(Annotation records)

## BEGIN

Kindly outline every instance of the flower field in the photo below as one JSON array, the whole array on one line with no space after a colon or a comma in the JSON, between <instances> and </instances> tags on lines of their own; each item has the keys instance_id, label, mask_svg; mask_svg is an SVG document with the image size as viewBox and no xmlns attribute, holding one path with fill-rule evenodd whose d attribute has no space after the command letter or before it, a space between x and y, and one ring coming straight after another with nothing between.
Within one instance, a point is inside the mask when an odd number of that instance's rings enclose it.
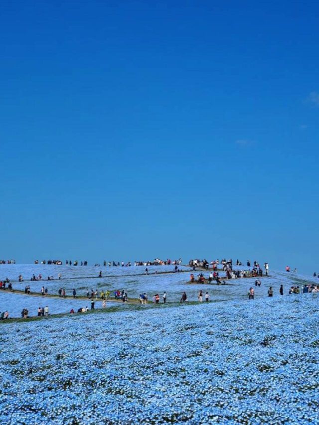
<instances>
[{"instance_id":1,"label":"flower field","mask_svg":"<svg viewBox=\"0 0 319 425\"><path fill-rule=\"evenodd\" d=\"M318 423L317 294L0 327L3 424Z\"/></svg>"}]
</instances>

## END

→ EXERCISE DESCRIPTION:
Pull the text lines from the items above, reproducing each one word for word. Leave the pictures out.

→ FINISHED TASK:
Kindly outline every instance of the flower field in the photo below as one JSON array, the whole array on one line with no space after a colon or a comma in the JSON, between <instances> and </instances> tags on lines of their own; each item has the keys instance_id, label, mask_svg; mask_svg is an SVG document with the image size as viewBox and no xmlns attribute, holding one path with fill-rule evenodd whose d attribute has no space after the command letter or before it, a space between x and y, and one ring coming straight after another with nothing between.
Within one instance, a point is inside the mask when an odd number of that instance's rings enclose it.
<instances>
[{"instance_id":1,"label":"flower field","mask_svg":"<svg viewBox=\"0 0 319 425\"><path fill-rule=\"evenodd\" d=\"M318 423L317 294L0 327L3 424Z\"/></svg>"}]
</instances>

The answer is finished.